- Task
Somewhere below, one line contains "Guideline: one marker per instance of the stone veneer" and a later line contains "Guideline: one marker per instance of the garden". Output those two lines and everything between them exactly, and nothing else.
-----
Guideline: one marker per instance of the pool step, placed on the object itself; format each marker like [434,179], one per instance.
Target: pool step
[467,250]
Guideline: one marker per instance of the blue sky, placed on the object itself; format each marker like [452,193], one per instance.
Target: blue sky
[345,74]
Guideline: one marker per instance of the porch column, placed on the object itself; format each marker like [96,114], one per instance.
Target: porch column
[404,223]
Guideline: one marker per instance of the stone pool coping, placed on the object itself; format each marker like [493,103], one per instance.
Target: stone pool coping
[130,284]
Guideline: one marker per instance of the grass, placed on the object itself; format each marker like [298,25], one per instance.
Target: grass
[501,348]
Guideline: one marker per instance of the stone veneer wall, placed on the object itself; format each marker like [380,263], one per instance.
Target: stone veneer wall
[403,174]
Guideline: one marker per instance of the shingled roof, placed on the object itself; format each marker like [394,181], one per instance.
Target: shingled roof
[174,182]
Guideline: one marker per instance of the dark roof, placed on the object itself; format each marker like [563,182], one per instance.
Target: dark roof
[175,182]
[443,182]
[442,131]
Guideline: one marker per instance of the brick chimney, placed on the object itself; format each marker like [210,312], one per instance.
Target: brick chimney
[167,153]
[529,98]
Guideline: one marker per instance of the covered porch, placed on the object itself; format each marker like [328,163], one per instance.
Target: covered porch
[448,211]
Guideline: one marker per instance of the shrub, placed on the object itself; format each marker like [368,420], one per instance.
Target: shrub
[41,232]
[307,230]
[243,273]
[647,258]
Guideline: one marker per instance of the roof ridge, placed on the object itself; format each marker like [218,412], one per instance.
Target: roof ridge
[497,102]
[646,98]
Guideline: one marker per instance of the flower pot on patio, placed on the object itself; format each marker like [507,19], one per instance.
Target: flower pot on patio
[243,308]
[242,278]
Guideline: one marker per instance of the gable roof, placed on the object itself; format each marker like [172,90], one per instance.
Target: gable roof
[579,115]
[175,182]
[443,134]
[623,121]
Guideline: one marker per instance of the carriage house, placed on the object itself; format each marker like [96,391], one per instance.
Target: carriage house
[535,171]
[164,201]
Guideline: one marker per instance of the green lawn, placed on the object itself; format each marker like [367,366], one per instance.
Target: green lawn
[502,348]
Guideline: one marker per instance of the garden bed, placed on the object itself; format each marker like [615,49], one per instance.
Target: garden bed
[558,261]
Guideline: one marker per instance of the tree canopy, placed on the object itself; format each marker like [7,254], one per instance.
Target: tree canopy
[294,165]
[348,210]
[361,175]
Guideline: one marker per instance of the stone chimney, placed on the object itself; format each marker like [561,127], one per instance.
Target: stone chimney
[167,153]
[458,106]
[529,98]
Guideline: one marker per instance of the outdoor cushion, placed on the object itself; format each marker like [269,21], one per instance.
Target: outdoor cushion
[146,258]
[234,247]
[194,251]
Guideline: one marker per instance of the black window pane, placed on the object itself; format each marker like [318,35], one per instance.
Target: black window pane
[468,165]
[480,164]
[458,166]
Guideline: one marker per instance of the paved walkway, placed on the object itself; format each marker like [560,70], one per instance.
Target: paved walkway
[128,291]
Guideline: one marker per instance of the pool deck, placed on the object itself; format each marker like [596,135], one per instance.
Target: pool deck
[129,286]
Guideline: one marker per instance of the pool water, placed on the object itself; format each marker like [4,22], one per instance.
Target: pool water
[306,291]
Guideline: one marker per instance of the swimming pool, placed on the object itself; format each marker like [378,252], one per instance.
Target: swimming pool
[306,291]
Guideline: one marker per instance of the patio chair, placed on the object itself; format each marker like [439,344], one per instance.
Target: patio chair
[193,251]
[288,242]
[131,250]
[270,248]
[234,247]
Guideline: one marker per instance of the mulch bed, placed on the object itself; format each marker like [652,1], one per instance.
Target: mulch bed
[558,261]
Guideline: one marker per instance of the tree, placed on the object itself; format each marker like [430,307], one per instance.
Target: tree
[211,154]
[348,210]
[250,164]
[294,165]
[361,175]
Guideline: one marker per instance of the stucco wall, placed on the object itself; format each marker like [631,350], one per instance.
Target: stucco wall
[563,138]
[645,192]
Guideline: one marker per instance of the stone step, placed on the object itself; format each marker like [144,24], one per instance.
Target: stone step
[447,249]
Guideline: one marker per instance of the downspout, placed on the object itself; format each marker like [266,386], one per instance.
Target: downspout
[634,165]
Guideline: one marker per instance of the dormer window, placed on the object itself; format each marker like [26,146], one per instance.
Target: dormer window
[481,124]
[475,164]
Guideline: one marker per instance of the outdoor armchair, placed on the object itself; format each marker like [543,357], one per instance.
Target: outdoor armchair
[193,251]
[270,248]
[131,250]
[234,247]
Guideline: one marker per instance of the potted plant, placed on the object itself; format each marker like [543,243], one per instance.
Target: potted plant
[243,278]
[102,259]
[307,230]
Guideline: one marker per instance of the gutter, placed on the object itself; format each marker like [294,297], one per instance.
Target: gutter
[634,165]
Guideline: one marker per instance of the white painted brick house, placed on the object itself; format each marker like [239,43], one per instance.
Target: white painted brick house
-----
- Written answer
Guideline: one marker per instance of the stone veneer wall, placed on the object itself; format each marker like [380,263], one per instance.
Target: stone veneer wall
[403,174]
Guideline: one marker per instance of the shingled roof, placed on the object itself; format each marker like [394,181], one per instance.
Target: shingled roof
[174,182]
Guideline: one marker per instance of the dark roof, placed on the object itself; format each marker like [563,182], one per instance.
Target: dark roof
[175,182]
[443,182]
[442,131]
Guideline: one marker per instance of the brick chimney, placed on the object itself; format each marker like [210,312], one per instance.
Target: brick chimney
[167,153]
[529,98]
Guideline: one marker per instance of the covered porch, placed on the object itself; format each marker like [328,163], one per instance.
Target: covered porch
[448,211]
Guideline: one marker per instance of the shrub, placed on the object itself; format each marker like [368,420], one per instance.
Target: shrub
[41,232]
[307,230]
[243,273]
[647,258]
Guideline: one marker per instance of the roof ridge, placed on the object itself; format each marker like [218,412], one per instance.
Target: roof ridge
[497,102]
[646,98]
Guideline: one marker per instance of the flower pot on patio, placed on the object itself; format each marker like [507,19], one per instance.
Target: flower pot on patio
[243,308]
[242,278]
Guideline: one marker per instance of the gable roof, placed on the object itself; format each marker like [172,90], one per instance.
Target: gable roof
[579,115]
[175,182]
[443,134]
[623,121]
Guideline: one marker per instance of the carriage house, placed on the object itself; format each marker like [96,391], one per instance.
Target: carriage house
[535,171]
[164,201]
Guideline: one marker per instance of the green lawn, placed on the object itself; format each marker like [367,366], one per instance.
Target: green lawn
[502,348]
Guideline: one marker per instance of the garden bed, placed on the object itself; format each marker like [615,49], one per instance.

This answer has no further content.